TEXT BLOCK below:

As Bertie examined my elbow, I reminded him of everything I had done to try to fix my problem. When it began to hurt, I used ibuprofen. When that didn’t work, we tried two injections of cortisone, six months apart. Meanwhile, I did physical therapy, tried ultrasound, used a brace, performed daily exercises, applied ice, and went to acupuncture and massage. Pushed to the edge, I even did an experimental therapy—a platelet-rich plasma injection, which had gained media attention because some high-profile athletes had used it. The shot was incredibly painful and only made my problem worse.
“Nothing has helped!” I complained.
“I have an idea,” Bertie said. “Something we haven’t yet tried.”
“What?” I hoped it wouldn’t be too timeconsuming or expensive.
“You just said it yourself,” he replied. “Nothing.”
He suggested I stop all treatments for the next six months. “All your attempts to fix your elbow might just be agitating it,” he told me. “I bet after a few months of doing nothing the pain will just go away.”

End of TEXT BLOCK.
DATASET SECTION below:

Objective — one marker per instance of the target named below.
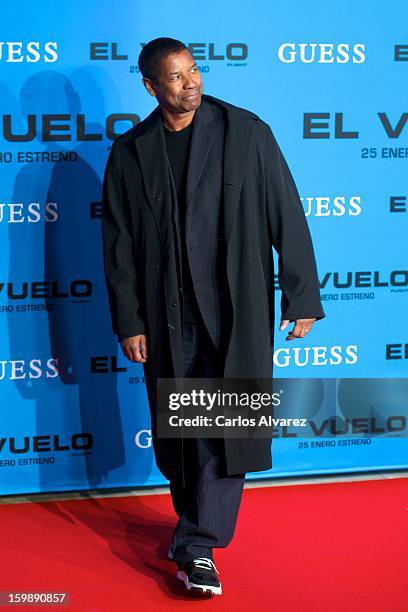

End of DATASET SECTION.

* [PARTS OF THE EXERCISE]
• 1. Say whether each statement agrees with the elbow passage, answering yes or no and quoting the deciding words. (a) The narrator had two cortisone injections six months apart. (b) The platelet-rich plasma injection eased the pain. (c) Bertie suggested stopping all treatments for the next year.
• 2. In the elbow passage, what did the narrator use first when the elbow began to hurt?
• 3. Please go on with the elbow passage, starting after its last sentence.
The data comes from a separate source.

* [YOUR WRITTEN ANSWERS]
• 1.
(a) Yes: "we tried two injections of cortisone, six months apart"
(b) No: "The shot was incredibly painful and only made my problem worse."
(c) No: "He suggested I stop all treatments for the next six months."

• 2. Ibuprofen.

• 3.
I was skeptical but game. Sure enough, within a few months, my pain had disappeared.
In my last blog post, Restore Yourself to Your Factory Default Settings, I suggested that doing nothing for a minute might help change things.
Sometimes, though, it’s worth taking that to the extreme. In some situations, doing nothing—forever—is the right response. With my tendonitis, doing nothing helped. Sometimes, not trying to fix something is precisely what’s needed to fix it. It’s a hard strategy to follow because we have penchant for being proactive. If there’s a problem, we feel better when we attack it aggressively.
But consider the idea that we might spend a lot of time, effort, and money solving problems that can’t, in fact, be solved with time, effort, and money.
In 2009, Americans spent about $3.6 billion on over-the-counter cold, cough, and throat remedies, according to the New York Times. And yet, the article concluded, there’s very little evidence that any of those medicines do anything to cure, or even shorten the duration of, a cold. And some remedies, like taking antibiotics, bring along side effects that risk making some people worse.
In other words, the best strategy for coping with the common cold is to do nothing.
Does this strategy apply outside medicine? There’s a lot of talk these days about creating new businesses through incentives. Does the money and effort put into incentives help? According to a study released by the Kauffman Foundation, the answer is no.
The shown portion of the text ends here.